▶ CONSIGNES À SUIVRE:
- 1) D'après l'article sur L'Impératrice, sous la houlette de qui le groupe est-il placé ?
- 2) Poursuivez l'article sur L'Impératrice à partir de sa dernière phrase.

▶ EXTRAIT CHOISI:
########
L’Impératrice: « Le second degré est une sorte de masque, un camouflage »

L'Impératrice, groupe de musiciens calés sous la houlette de l'autodidacte Charles de Boisseguin (deuxième en partant de la gauche). © DR
Laurent Hoebrechts
Laurent Hoebrechts Journaliste musique

Qui a dit qu’Internet avait rétréci la musique, au point d’en faire un exercice en solitaire, planqué derrière un ordinateur? Présents aux Nuits Bota, les Français de L’impératrice remettent le jeu collectif à l’honneur.

Une enquête du quotidien Libération l’assurait encore récemment: avec la démocratisation du home studio et la généralisation de la musique assistée par ordinateur, les musiciens de session commencent à avoir du mal à trouver du boulot, « remplacés » de plus en plus souvent par les machines. C’est un refrain désormais bien connu: si la révolution Internet n’a pas amené de nouvelles révolutions musicales majeures, elle a profondément modifié la manière de concevoir la composition. Plus besoin de mobiliser de gros moyens pour pondre le prochain hit planétaire. Un ordinateur correct et une bonne connexion wi-fi peuvent suffire.
########
▶ DONNÉES FOURNIES:
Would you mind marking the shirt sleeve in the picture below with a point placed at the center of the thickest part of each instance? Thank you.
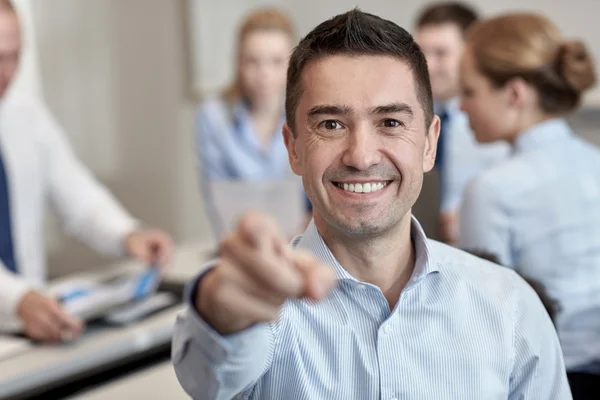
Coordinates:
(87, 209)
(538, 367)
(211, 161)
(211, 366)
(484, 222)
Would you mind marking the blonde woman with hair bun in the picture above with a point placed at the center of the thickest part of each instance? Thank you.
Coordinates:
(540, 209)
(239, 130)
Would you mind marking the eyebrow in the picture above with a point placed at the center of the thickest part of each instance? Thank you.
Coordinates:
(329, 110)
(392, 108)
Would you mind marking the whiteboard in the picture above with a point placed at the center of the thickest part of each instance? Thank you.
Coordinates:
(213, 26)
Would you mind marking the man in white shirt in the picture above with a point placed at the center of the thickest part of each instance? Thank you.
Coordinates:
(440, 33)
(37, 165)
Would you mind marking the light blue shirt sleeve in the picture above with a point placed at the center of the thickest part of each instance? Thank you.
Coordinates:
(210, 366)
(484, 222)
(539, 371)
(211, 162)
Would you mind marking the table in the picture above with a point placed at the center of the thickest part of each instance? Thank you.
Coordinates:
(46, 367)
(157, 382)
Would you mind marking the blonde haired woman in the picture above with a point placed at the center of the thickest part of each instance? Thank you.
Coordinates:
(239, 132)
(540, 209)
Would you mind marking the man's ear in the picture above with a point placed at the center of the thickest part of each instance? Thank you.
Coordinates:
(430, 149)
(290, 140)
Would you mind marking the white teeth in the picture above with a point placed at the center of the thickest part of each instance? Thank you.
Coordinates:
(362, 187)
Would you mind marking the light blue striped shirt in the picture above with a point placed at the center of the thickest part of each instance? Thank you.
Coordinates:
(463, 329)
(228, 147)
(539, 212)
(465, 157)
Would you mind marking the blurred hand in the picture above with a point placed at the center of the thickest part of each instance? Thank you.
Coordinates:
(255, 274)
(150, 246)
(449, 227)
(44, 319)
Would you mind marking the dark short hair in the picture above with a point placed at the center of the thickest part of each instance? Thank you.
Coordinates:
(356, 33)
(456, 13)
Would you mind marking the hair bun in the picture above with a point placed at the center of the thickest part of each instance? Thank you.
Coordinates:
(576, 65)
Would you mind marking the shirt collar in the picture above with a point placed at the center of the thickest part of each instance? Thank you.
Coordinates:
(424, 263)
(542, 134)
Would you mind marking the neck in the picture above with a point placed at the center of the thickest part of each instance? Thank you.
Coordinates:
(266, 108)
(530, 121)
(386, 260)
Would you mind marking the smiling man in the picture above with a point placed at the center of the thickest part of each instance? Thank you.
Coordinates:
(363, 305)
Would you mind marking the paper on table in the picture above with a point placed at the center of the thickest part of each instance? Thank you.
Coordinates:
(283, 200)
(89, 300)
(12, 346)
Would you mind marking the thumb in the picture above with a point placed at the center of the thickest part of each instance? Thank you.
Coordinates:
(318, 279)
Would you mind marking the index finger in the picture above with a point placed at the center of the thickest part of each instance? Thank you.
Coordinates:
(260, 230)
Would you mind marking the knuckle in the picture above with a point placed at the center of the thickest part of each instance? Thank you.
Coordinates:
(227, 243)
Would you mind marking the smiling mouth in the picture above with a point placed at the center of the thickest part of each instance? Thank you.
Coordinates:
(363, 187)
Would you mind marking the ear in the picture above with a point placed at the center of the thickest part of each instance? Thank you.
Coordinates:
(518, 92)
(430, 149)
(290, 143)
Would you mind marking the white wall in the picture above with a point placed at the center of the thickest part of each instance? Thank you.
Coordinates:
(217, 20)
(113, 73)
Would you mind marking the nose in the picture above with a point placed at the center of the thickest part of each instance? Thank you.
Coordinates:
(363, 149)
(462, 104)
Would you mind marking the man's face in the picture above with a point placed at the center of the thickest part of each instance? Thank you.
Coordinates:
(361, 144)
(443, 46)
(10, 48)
########
▶ RÉPONSES ATTENDUES:
- 1) Sous la houlette de l'autodidacte Charles de Boisseguin.

- 2)
Quelque part, c’est d’ailleurs un peu comme ça qu’a demarré le projet de L’Impératrice. Au départ, Charles de Boisseguin est simple journaliste musical. « Mais j’en ai eu marre. Je lisais trop de critiques un peu gratuites et méchantes, écrites par des types qui n’avaient aucune idée de ce dont ils parlaient. Par ailleurs, on vit dans une époque où, à part peut-être dans le domaine littéraire, la critique n’est plus vraiment prescriptrice. Il y a tellement de médias différents et de moyens d’accéder directement à la musique: chacun peut se faire son avis. » Charles de Boisseguin décide donc de se lancer lui-même dans la composition. Et commence à produire ses première maquettes sur… son ordinateur. Il rêve une pop instrumentale capiteuse, entre disco suave, jus funky et musiques de film raffinées (de Michel Legrand à Vladimir Cosma en passant par François de Roubaix).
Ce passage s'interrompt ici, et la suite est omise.